→ **Supplied passage**:
May 6, 2026
Lost wages are the obvious financial hit after a motorcycle accident. You missed work, you didn’t get paid, and you want that money back. That part people understand. What’s less obvious is what happens when your injuries don’t just sideline you temporarily but permanently change what you’re capable of doing for a living. Lost earning capacity is a different and often much larger claim, and it’s one that injured riders in Florida frequently leave on the table because they don’t know it exists.
The Difference Between Lost Wages and Lost Earning Capacity
Lost wages cover income you didn’t earn because your injuries kept you out of work during recovery. It’s backward-looking. You calculate the hours or days missed, multiply by your pay rate, and document it with pay stubs and employer records.
Lost earning capacity looks forward. It asks a different question entirely. If your injuries permanently reduced your ability to earn income, whether by limiting the type of work you can do, the hours you can work, or your ability to advance in your career, that future financial loss is recoverable as a separate category of damages.
A Melbourne motorcycle accident lawyer at Tuttle Larsen, P.A. can evaluate both categories and make sure neither gets overlooked when calculating the full scope of your losses.
Who This Claim Actually Affects
Lost earning capacity claims matter most for riders whose injuries produce lasting physical limitations. Not every accident results in permanent impairment. But motorcycle crashes frequently do.
Spinal cord injuries that limit mobility or cause chronic pain. Traumatic brain injuries that affect concentration, memory, or executive function. Severe orthopedic injuries that restrict a person’s ability to stand, lift, or perform physical tasks. Nerve damage that reduces strength or dexterity in hands or arms. Any of these outcomes can translate into a measurable, long-term reduction in what a person is able to earn, and that reduction deserves to be part of the damages calculation.

→ **Records shown**:

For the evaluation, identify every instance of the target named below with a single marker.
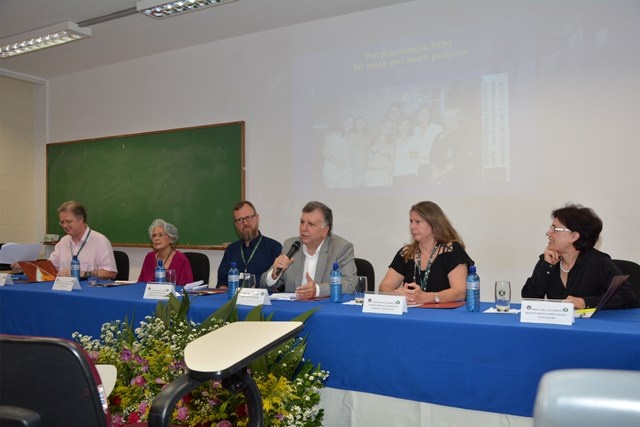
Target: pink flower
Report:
(183, 413)
(117, 420)
(134, 417)
(139, 381)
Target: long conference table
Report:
(476, 361)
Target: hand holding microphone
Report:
(292, 250)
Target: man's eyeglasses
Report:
(553, 229)
(244, 219)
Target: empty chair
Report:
(199, 266)
(633, 270)
(588, 398)
(122, 263)
(49, 382)
(364, 268)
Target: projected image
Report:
(450, 132)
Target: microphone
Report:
(292, 250)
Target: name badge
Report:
(384, 304)
(5, 279)
(253, 297)
(546, 311)
(158, 290)
(66, 284)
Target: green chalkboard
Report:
(189, 177)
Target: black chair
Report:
(122, 263)
(199, 266)
(243, 343)
(364, 268)
(49, 382)
(633, 270)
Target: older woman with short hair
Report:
(571, 268)
(163, 237)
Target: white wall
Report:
(574, 78)
(21, 123)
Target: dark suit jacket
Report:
(334, 249)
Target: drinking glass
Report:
(92, 275)
(248, 280)
(360, 289)
(171, 276)
(503, 295)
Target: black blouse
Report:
(438, 280)
(588, 279)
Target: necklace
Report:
(166, 259)
(423, 281)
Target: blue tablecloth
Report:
(488, 362)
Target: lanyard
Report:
(423, 281)
(253, 252)
(81, 246)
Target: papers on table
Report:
(495, 311)
(284, 296)
(195, 286)
(13, 252)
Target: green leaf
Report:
(302, 317)
(227, 313)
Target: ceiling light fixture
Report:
(42, 38)
(160, 9)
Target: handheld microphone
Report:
(292, 250)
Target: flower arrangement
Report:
(150, 356)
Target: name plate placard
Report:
(384, 304)
(253, 297)
(5, 279)
(155, 290)
(66, 284)
(546, 311)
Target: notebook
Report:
(616, 282)
(39, 271)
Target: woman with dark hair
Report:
(433, 268)
(163, 237)
(571, 268)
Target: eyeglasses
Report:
(553, 229)
(245, 219)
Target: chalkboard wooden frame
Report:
(190, 177)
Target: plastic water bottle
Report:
(233, 280)
(160, 273)
(335, 283)
(75, 267)
(473, 290)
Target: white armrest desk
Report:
(225, 354)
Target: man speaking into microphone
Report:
(306, 270)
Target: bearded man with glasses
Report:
(254, 252)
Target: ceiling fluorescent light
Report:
(160, 9)
(41, 38)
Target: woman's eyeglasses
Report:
(553, 229)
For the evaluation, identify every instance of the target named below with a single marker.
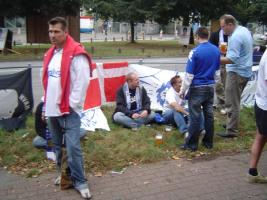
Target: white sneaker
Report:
(85, 193)
(57, 180)
(186, 134)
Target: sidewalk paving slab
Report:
(223, 178)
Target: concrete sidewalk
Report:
(222, 179)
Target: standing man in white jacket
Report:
(66, 72)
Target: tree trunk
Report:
(1, 21)
(132, 31)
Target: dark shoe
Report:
(227, 135)
(185, 147)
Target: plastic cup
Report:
(168, 128)
(158, 139)
(223, 47)
(134, 127)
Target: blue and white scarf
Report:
(138, 94)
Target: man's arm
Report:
(80, 74)
(225, 60)
(178, 108)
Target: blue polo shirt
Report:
(203, 61)
(240, 51)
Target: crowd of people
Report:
(66, 74)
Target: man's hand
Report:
(144, 114)
(43, 116)
(181, 94)
(135, 115)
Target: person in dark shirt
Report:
(216, 38)
(132, 104)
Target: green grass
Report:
(120, 147)
(107, 49)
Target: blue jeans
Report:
(121, 118)
(39, 142)
(69, 126)
(176, 118)
(200, 97)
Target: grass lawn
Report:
(120, 147)
(107, 49)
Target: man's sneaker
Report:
(57, 180)
(85, 193)
(186, 134)
(256, 179)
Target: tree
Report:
(131, 11)
(259, 11)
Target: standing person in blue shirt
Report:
(202, 65)
(238, 62)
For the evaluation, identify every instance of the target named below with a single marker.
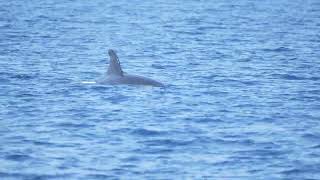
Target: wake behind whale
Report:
(115, 75)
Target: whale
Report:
(116, 76)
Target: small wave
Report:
(88, 82)
(146, 132)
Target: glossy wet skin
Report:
(116, 76)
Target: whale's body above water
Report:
(116, 76)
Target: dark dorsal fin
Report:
(114, 68)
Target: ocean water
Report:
(242, 95)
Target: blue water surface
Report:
(242, 95)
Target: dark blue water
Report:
(242, 96)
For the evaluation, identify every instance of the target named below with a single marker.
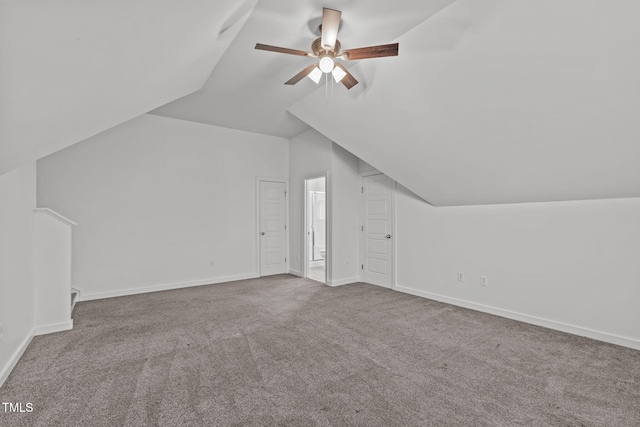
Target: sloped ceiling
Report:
(70, 69)
(500, 102)
(246, 91)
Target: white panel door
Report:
(377, 229)
(273, 232)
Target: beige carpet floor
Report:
(317, 274)
(286, 351)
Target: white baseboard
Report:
(340, 282)
(526, 318)
(296, 273)
(56, 327)
(165, 287)
(15, 357)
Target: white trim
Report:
(55, 215)
(165, 287)
(526, 318)
(15, 357)
(296, 273)
(334, 283)
(287, 256)
(394, 229)
(56, 327)
(305, 224)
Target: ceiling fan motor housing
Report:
(318, 50)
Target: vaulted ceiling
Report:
(489, 101)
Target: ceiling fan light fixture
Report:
(338, 74)
(315, 75)
(326, 64)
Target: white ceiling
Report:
(529, 101)
(246, 91)
(70, 69)
(489, 101)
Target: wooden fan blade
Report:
(348, 80)
(330, 25)
(282, 50)
(371, 52)
(301, 75)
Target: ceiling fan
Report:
(327, 49)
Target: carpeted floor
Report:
(286, 351)
(317, 274)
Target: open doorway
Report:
(315, 228)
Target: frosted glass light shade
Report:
(315, 75)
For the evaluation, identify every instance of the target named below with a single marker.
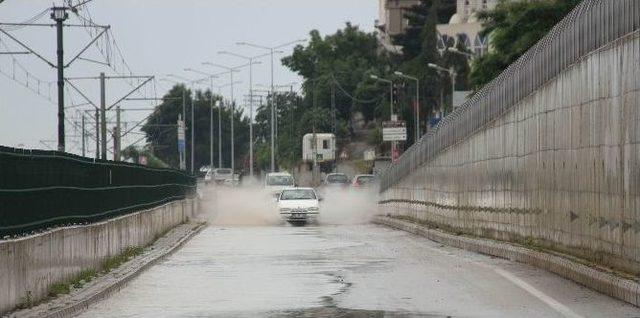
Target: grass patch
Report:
(59, 289)
(26, 301)
(129, 253)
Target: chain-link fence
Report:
(41, 189)
(591, 25)
(548, 153)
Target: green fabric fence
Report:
(41, 189)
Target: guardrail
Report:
(41, 189)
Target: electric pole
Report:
(83, 137)
(103, 117)
(59, 14)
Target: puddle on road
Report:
(349, 313)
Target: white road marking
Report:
(562, 309)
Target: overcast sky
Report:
(157, 37)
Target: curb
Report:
(607, 283)
(75, 307)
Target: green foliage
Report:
(161, 130)
(417, 17)
(513, 28)
(337, 63)
(133, 153)
(114, 262)
(59, 289)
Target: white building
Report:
(464, 26)
(324, 147)
(391, 21)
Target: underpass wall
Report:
(30, 265)
(557, 167)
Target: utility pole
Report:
(333, 118)
(233, 163)
(115, 144)
(211, 128)
(193, 126)
(83, 137)
(103, 117)
(97, 134)
(220, 134)
(117, 136)
(59, 14)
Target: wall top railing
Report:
(589, 26)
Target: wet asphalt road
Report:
(344, 271)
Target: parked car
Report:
(299, 206)
(364, 181)
(275, 182)
(336, 180)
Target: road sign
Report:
(394, 131)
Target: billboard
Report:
(394, 130)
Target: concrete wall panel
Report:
(30, 265)
(560, 168)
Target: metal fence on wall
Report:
(591, 25)
(41, 189)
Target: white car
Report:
(275, 182)
(299, 206)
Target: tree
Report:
(161, 130)
(342, 59)
(513, 28)
(133, 153)
(412, 39)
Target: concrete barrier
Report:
(559, 166)
(30, 265)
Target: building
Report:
(464, 26)
(391, 21)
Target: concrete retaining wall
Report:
(561, 168)
(32, 264)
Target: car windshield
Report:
(298, 194)
(366, 179)
(280, 180)
(337, 178)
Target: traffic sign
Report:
(394, 131)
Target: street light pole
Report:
(375, 77)
(417, 110)
(271, 50)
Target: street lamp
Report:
(400, 74)
(271, 50)
(250, 59)
(375, 77)
(219, 104)
(452, 75)
(193, 125)
(211, 77)
(230, 70)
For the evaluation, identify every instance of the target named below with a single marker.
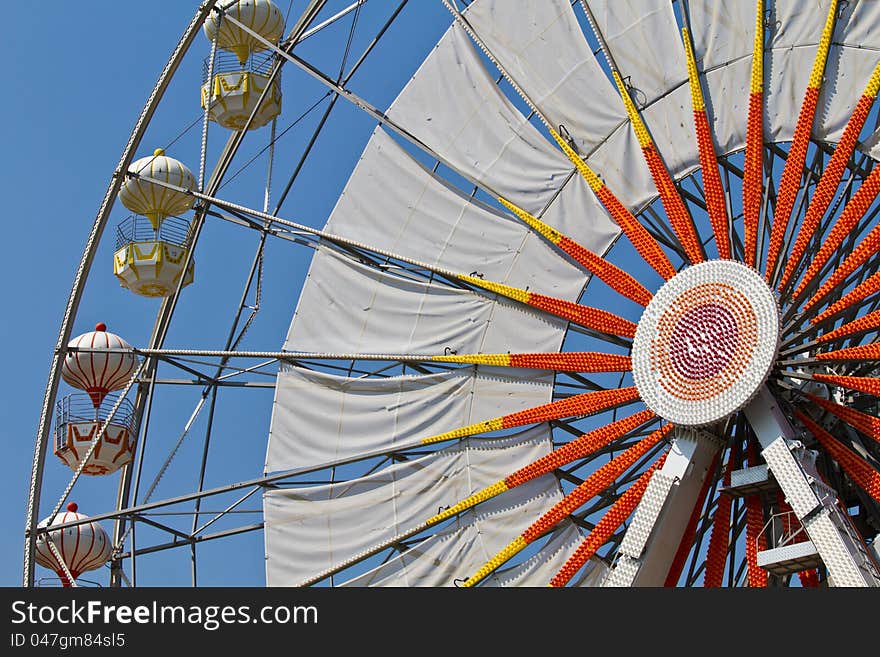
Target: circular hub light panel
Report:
(706, 343)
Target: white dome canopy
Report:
(98, 373)
(82, 547)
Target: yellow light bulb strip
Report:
(575, 406)
(676, 210)
(792, 172)
(637, 234)
(753, 166)
(716, 203)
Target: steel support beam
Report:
(814, 503)
(646, 551)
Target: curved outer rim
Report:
(79, 280)
(166, 310)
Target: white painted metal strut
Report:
(661, 518)
(813, 502)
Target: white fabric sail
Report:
(455, 554)
(541, 45)
(393, 203)
(455, 106)
(356, 515)
(376, 312)
(322, 419)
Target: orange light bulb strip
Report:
(612, 275)
(594, 484)
(866, 384)
(866, 477)
(589, 443)
(853, 212)
(716, 203)
(831, 177)
(865, 323)
(863, 290)
(569, 361)
(753, 167)
(866, 248)
(613, 518)
(580, 447)
(867, 424)
(575, 406)
(592, 318)
(676, 210)
(719, 539)
(638, 235)
(755, 540)
(869, 351)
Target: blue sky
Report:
(80, 74)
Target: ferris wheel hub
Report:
(706, 342)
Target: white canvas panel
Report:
(320, 419)
(453, 105)
(721, 31)
(645, 43)
(477, 536)
(541, 45)
(346, 307)
(393, 203)
(311, 529)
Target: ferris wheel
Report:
(596, 306)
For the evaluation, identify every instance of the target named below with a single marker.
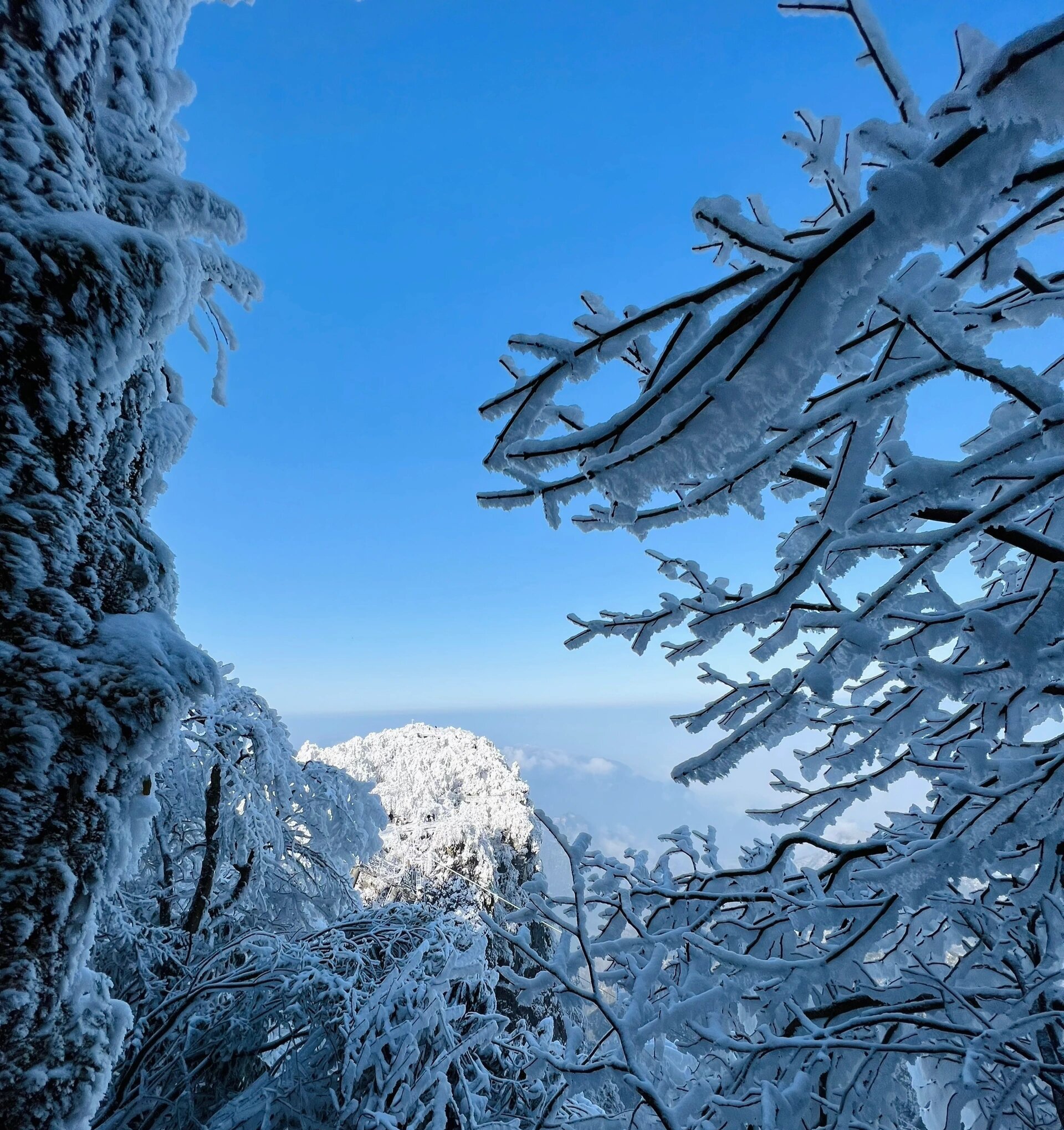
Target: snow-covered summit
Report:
(460, 821)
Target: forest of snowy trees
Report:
(201, 929)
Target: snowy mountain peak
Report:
(461, 830)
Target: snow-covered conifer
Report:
(106, 249)
(263, 991)
(798, 987)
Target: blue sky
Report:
(421, 181)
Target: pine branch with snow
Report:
(796, 988)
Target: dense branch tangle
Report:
(794, 988)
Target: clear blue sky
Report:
(422, 180)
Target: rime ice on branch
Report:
(800, 987)
(106, 249)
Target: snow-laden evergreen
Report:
(460, 831)
(263, 991)
(106, 249)
(805, 986)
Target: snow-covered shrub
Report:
(812, 982)
(104, 250)
(263, 991)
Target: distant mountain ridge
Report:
(461, 832)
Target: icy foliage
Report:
(460, 827)
(810, 984)
(264, 993)
(106, 249)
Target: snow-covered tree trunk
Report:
(105, 250)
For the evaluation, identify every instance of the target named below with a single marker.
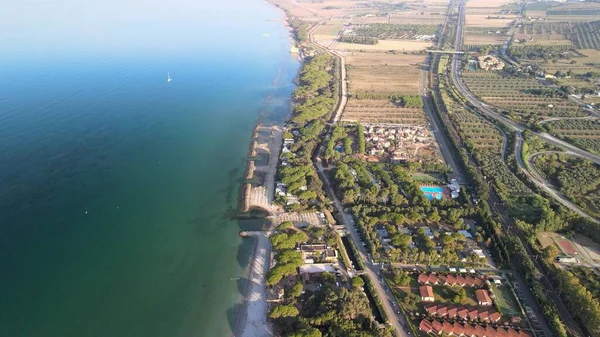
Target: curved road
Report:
(390, 305)
(565, 314)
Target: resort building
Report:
(463, 313)
(468, 330)
(483, 297)
(319, 252)
(451, 280)
(426, 294)
(307, 270)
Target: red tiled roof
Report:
(426, 326)
(448, 328)
(431, 309)
(426, 291)
(457, 329)
(437, 327)
(482, 296)
(451, 279)
(495, 317)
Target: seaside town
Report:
(401, 214)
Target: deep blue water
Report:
(117, 189)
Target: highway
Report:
(489, 112)
(373, 272)
(565, 315)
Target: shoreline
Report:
(252, 317)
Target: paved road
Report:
(537, 179)
(390, 306)
(437, 130)
(565, 315)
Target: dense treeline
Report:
(507, 251)
(535, 52)
(359, 39)
(578, 179)
(521, 259)
(328, 311)
(315, 96)
(408, 101)
(393, 31)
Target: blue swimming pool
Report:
(431, 192)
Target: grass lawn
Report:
(445, 294)
(428, 177)
(506, 302)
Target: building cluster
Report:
(490, 62)
(396, 142)
(317, 252)
(451, 280)
(454, 187)
(468, 330)
(463, 313)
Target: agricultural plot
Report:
(581, 247)
(482, 134)
(577, 179)
(391, 31)
(382, 73)
(486, 20)
(522, 96)
(590, 279)
(382, 45)
(518, 199)
(581, 35)
(382, 111)
(505, 300)
(582, 133)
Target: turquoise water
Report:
(117, 189)
(432, 192)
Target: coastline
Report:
(252, 317)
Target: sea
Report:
(118, 189)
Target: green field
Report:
(506, 302)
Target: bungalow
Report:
(426, 294)
(457, 329)
(463, 313)
(483, 297)
(307, 270)
(318, 251)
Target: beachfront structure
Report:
(483, 297)
(426, 294)
(463, 313)
(319, 252)
(451, 280)
(307, 270)
(468, 330)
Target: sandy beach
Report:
(252, 321)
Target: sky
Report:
(109, 25)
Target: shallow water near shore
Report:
(118, 190)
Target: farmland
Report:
(518, 199)
(384, 73)
(391, 31)
(382, 111)
(577, 179)
(524, 97)
(582, 133)
(581, 35)
(482, 134)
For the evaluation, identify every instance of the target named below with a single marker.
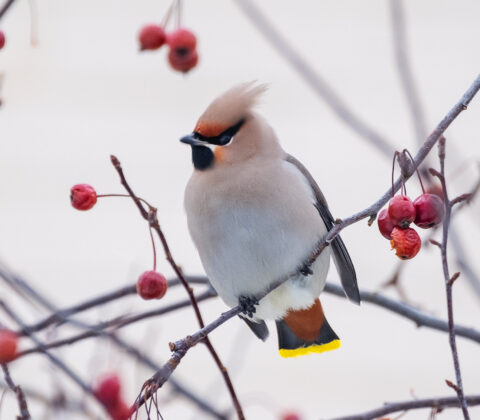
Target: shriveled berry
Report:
(120, 411)
(405, 242)
(429, 210)
(152, 285)
(8, 345)
(182, 38)
(151, 37)
(182, 59)
(401, 211)
(108, 389)
(83, 196)
(385, 224)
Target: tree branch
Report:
(450, 280)
(390, 408)
(312, 77)
(151, 217)
(181, 347)
(22, 402)
(22, 286)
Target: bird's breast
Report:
(251, 228)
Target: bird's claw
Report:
(306, 270)
(248, 305)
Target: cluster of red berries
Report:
(182, 55)
(425, 211)
(151, 284)
(108, 391)
(8, 345)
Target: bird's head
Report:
(228, 131)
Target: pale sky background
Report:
(85, 92)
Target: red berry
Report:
(436, 189)
(120, 411)
(182, 38)
(151, 37)
(401, 211)
(152, 285)
(108, 389)
(83, 196)
(385, 224)
(8, 345)
(405, 242)
(429, 210)
(290, 416)
(182, 59)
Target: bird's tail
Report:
(305, 331)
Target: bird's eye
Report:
(226, 140)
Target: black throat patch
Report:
(202, 157)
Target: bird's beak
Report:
(192, 140)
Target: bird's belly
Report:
(245, 248)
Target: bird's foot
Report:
(306, 270)
(248, 305)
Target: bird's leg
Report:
(306, 269)
(248, 305)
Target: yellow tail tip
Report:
(315, 348)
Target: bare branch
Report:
(22, 402)
(151, 217)
(25, 288)
(181, 347)
(450, 280)
(54, 359)
(390, 408)
(312, 77)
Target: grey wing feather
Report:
(341, 257)
(259, 328)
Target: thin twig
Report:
(54, 359)
(420, 318)
(5, 7)
(312, 77)
(117, 323)
(390, 408)
(178, 387)
(22, 402)
(151, 217)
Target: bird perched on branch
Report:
(255, 215)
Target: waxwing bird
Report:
(255, 214)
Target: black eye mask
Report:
(223, 138)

→ **Problem set**:
1. Translate this sentence from the passage on lost earning capacity into Spanish: "Lost wages cover income you didn’t earn because your injuries kept you out of work during recovery."
2. From the passage on lost earning capacity, pull out everything from "Who This Claim" down to "crashes frequently do.", word for word.

→ **Problem solutions**:
1. Los salarios perdidos cubren los ingresos que usted no obtuvo porque sus lesiones le impidieron trabajar durante la recuperación.

2.
Who This Claim Actually Affects
Lost earning capacity claims matter most for riders whose injuries produce lasting physical limitations. Not every accident results in permanent impairment. But motorcycle crashes frequently do.